**Quoted text:**
# # # # # # #

On September 3, 1993, Lee filed suit for the return of inventory seized in conjunction with the obscenity case. The comics seizure had occurred on November 1, 1991, the day the police received a complaint about comics that were purchased at Legends. Around 300 books were taken as evidence under a search warrant, but were not returned until July 29, 1994, when the U.S. District Court for the Northern District of Georgia issued a ruling ordering the district attorney to return the inventory within ten days.

==Charged with selling to a minor==
Lee entered the news again after the Halloween 2004 Free Comic Book Day giveaway at a street fair in Rome. Lee's shop gave away thousands of free comics on that day, but a copy of Alternative Comics #2 was unintentionally included in the giveaway.

Alternative Comics #2 is an anthology containing an excerpt from the story The Salon by Nick Bertozzi. The story portrays Pablo Picasso's first meeting with the fellow cubist Georges Braque, during which Picasso is depicted as nude in a non-sexual context. (The CBLDF has made statements that the comic is historically accurate in this depiction.)

The copy of that comic that was unintentionally given away was handed to a minor, whose parent filed a complaint with the police. Upon learning of the error, Lee admitted that a mistake was made and offered to make a public apology for the first of many times. That apology was rejected, and days later, Lee was arrested. The minor in question was originally described as a nine-year-old boy, but various accounts by the District Attorney's office later stated that the comic was given either to the boy's six-year-old brother or to both boys.

Lee later stated "Though I am willing to apologize for this particular art book getting in the hands that found it offensive, I will adamantly agree that the book is not 'harmful to children' or 'obscene.' In my opinion, this book is no more offensive then viewing the beautiful paintings of the Sistine Chapel or reading one of the best selling books with stories of sex, lust and nudity known as the Bible."

District Attorney Leigh Patterson charged Lee with two felony counts and five misdemeanors. The two felony charges were brought under the Distribution of Material Depicting Nudity or Sexual Conduct law, which requires materials containing nudity to be distributed in a labelled envelope. Penalties for violating this law include one to three years in prison and/or fines of up to $10,000 US. The five misdemeanors were presented under the Distribution of Material Harmful to Minors law, which makes it a misdemeanor to supply minors any material containing nudity.

==CBLDF involvement==
Lee approached Comic Book Legal Defense Fund board member Peter David for help late in January 2005. The CBLDF Board of Directors voted unanimously to financially support Lee's defense, putting a defense team in place within days.

# # # # # # #

**To do:** Can you copy the part of the text about Lee's obscenity charges that opens with the words "Alternative Comics #2 is" and closes with "to both boys.", substituting "Braque" for "Georges Braque"? The entries come from a different source than the text about Lee's obscenity charges.

**Information given:**
# # # # # # #

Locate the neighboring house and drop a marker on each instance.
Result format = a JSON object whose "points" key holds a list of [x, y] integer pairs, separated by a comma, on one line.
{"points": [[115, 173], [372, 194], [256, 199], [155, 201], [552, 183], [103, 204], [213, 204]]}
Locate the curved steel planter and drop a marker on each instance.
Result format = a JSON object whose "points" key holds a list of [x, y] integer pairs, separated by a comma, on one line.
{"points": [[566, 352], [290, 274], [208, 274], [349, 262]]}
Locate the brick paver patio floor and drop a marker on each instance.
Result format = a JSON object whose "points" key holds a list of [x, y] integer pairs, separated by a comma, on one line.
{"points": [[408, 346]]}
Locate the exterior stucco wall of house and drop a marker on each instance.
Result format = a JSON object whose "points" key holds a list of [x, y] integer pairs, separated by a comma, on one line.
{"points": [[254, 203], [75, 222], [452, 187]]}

# # # # # # #

**Final answer:**
Alternative Comics #2 is an anthology containing an excerpt from the story The Salon by Nick Bertozzi. The story portrays Pablo Picasso's first meeting with the fellow cubist Braque, during which Picasso is depicted as nude in a non-sexual context. (The CBLDF has made statements that the comic is historically accurate in this depiction.)

The copy of that comic that was unintentionally given away was handed to a minor, whose parent filed a complaint with the police. Upon learning of the error, Lee admitted that a mistake was made and offered to make a public apology for the first of many times. That apology was rejected, and days later, Lee was arrested. The minor in question was originally described as a nine-year-old boy, but various accounts by the District Attorney's office later stated that the comic was given either to the boy's six-year-old brother or to both boys.